-- Parts of the exercise --
A – In the Boost mailing list post on huge grid graphs, roughly how many vertices does the writer plan to start with?
B – Please reproduce the Boost grid-graph post word for word, from "On Jan 15, 2014, at" up to and including "between two vertices.".
C – Carry on writing the Boost grid-graph post from the point where it stops.

-- Source extract --
== == ==

Boost logo

Boost Users :

Subject: Re: [Boost-users] Using BGL for huge grid graphs
From: Nicholas Edmonds (ngedmond_at_[hidden])
Date: 2014-01-21 03:06:23


On Jan 15, 2014, at 3:10 AM, Knut Krause <knut.krause_at_[hidden]> wrote:

> Hi,
>
> I'm planning on using the BGL on huge graphs the represent a grid where each
> vertex is a cell connected to it's 8 neighbours. I think something around
> 2,500,000,000 vertices would be a good number to approach but it would be
> great if it could handle (a lot) more later.
>
> If I got this graph I have to find the shortest path between two vertices.
>
> Does anyone here have experiences with graphs that large? Is this even worth a
> try on "normal" hardware?
>
> The edge weights would be stored in the vertices. So if you want to go from
> (a) to (b) you'd have to pay the cost stored in (b). The graph is not directed
> either.
>
> I read about BGLs CSR graph
> http://www.boost.org/doc/libs/1_55_0/libs/graph/doc/compressed_sparse_row.html
> but since I honestly have no clue how to use BGL yet I thought I'd first hear
> your opinons.

== == ==

-- Data excerpts --
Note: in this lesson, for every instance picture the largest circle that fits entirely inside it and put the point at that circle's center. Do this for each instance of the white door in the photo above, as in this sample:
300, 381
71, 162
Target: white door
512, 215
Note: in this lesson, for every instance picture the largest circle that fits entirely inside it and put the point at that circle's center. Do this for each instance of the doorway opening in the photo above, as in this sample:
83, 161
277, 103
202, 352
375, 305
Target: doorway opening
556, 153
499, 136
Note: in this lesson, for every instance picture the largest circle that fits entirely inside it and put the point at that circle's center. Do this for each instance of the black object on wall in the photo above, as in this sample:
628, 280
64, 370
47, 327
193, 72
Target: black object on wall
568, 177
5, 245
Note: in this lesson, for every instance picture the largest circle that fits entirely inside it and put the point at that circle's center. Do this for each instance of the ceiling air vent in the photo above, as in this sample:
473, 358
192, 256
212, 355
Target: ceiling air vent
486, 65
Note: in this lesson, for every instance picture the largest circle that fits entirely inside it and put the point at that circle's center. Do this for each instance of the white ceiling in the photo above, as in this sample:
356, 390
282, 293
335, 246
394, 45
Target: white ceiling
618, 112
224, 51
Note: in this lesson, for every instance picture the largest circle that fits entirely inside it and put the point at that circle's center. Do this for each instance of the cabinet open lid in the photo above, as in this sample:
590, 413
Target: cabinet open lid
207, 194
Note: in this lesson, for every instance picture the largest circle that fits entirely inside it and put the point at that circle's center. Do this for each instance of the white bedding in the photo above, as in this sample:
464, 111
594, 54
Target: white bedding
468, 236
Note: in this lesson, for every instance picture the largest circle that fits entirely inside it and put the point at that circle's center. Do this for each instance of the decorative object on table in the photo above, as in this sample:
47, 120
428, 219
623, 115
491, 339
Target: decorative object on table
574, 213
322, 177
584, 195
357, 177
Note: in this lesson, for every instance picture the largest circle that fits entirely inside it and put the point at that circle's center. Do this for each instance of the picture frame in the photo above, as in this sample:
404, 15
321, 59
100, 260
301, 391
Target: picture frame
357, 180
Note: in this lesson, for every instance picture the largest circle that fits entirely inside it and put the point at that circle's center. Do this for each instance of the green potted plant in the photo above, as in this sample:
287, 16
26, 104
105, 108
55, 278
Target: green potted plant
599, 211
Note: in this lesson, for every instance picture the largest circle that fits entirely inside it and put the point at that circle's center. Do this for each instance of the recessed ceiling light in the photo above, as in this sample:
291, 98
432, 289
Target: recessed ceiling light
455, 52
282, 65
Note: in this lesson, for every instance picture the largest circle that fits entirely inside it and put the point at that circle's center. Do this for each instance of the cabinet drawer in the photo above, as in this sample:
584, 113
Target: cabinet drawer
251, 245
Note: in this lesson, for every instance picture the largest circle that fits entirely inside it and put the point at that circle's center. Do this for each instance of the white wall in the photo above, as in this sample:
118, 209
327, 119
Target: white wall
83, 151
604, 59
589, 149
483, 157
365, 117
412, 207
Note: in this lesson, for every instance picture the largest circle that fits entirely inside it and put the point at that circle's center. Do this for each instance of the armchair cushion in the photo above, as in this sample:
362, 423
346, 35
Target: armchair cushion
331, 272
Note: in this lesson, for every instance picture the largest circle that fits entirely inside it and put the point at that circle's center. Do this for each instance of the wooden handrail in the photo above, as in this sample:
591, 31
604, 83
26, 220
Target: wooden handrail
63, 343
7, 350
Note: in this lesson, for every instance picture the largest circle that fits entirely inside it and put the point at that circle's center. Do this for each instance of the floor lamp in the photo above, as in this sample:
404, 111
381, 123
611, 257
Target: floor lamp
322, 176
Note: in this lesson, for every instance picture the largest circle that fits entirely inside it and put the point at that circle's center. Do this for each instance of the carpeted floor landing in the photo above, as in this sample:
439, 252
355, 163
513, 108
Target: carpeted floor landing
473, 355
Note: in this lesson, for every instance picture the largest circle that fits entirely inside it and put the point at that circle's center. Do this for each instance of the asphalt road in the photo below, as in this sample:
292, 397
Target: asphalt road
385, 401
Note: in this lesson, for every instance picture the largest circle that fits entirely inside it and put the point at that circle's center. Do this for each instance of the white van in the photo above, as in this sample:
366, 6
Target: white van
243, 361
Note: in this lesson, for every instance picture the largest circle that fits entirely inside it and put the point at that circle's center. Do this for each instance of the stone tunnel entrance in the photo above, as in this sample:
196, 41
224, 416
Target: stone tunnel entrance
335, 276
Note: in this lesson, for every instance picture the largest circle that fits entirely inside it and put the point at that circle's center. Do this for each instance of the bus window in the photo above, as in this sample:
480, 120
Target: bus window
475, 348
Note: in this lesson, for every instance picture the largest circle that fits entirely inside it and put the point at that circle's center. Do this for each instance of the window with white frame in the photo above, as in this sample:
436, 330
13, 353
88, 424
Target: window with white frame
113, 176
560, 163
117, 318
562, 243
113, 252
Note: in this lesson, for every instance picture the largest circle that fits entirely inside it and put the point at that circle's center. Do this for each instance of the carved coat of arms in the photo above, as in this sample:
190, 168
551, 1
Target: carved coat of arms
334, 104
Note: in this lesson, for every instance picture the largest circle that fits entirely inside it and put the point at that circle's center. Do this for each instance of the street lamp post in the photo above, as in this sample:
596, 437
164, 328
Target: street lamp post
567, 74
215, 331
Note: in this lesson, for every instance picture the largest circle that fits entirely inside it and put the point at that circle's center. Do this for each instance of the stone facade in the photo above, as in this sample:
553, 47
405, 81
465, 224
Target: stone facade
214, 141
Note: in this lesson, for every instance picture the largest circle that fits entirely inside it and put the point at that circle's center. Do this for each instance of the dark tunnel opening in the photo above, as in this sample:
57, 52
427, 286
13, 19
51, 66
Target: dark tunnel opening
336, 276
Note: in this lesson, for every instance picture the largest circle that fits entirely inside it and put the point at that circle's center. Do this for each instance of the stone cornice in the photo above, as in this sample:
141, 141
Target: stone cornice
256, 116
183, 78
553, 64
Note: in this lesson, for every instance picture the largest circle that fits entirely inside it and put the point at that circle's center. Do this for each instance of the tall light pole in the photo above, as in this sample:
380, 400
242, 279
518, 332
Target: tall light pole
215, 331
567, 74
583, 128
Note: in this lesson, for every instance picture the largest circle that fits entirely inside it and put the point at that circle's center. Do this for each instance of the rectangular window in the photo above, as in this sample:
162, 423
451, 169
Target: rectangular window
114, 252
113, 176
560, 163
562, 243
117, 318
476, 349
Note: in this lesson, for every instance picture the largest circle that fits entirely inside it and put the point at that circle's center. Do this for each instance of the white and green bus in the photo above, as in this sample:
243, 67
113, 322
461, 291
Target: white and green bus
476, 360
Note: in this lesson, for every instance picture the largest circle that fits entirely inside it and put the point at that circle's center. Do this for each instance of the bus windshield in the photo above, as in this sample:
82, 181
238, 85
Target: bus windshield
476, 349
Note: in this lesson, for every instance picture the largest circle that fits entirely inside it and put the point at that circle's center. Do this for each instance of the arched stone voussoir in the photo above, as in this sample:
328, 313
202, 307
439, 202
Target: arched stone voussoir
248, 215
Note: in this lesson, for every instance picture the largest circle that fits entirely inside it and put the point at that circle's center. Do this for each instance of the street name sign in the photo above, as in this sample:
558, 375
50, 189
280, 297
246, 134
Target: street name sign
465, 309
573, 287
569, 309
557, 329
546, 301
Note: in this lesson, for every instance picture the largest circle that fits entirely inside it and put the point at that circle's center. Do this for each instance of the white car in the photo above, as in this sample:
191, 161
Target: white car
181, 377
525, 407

== == ==

-- Final results --
A – About 2,500,000,000 vertices.

B –
On Jan 15, 2014, at 3:10 AM, Knut Krause <knut.krause_at_[hidden]> wrote:

> Hi,
>
> I'm planning on using the BGL on huge graphs the represent a grid where each
> vertex is a cell connected to it's 8 neighbours. I think something around
> 2,500,000,000 vertices would be a good number to approach but it would be
> great if it could handle (a lot) more later.
>
> If I got this graph I have to find the shortest path between two vertices.

C –
I know you asked about the sequential BGL, but as a data point, I’ve run the Parallel BGL on graphs of this scale. ~100 (quite old) cluster nodes with 4G each or 16-32 16G nodes, connected via a low-latency interconnect (e.g., not Ethernet/TCP), were sufficient depending on the algorithm. Strong scaling improvements are certainly possible up to a point if you have more machines available. The large surface-to-volume ratio of grid graphs should minimize contention, though in the case of shortest paths the distribution of your edge weights matters quite a bit as well. CSR is essential for memory efficiency but is straightforward to substitute in place of an adjacency list.

I’m not sure what qualifies as “normal” hardware but if a modest cluster with Myrinet/Infiniband is reasonable than graphs of the scale you mention are certainly reasonable. I suppose it’s possible to run the PBGL in one of the public cloud environments, but the networking performance tends to be so abysmal with most of them that I would expect significantly increased runtimes.

Hope that data-point is helpful.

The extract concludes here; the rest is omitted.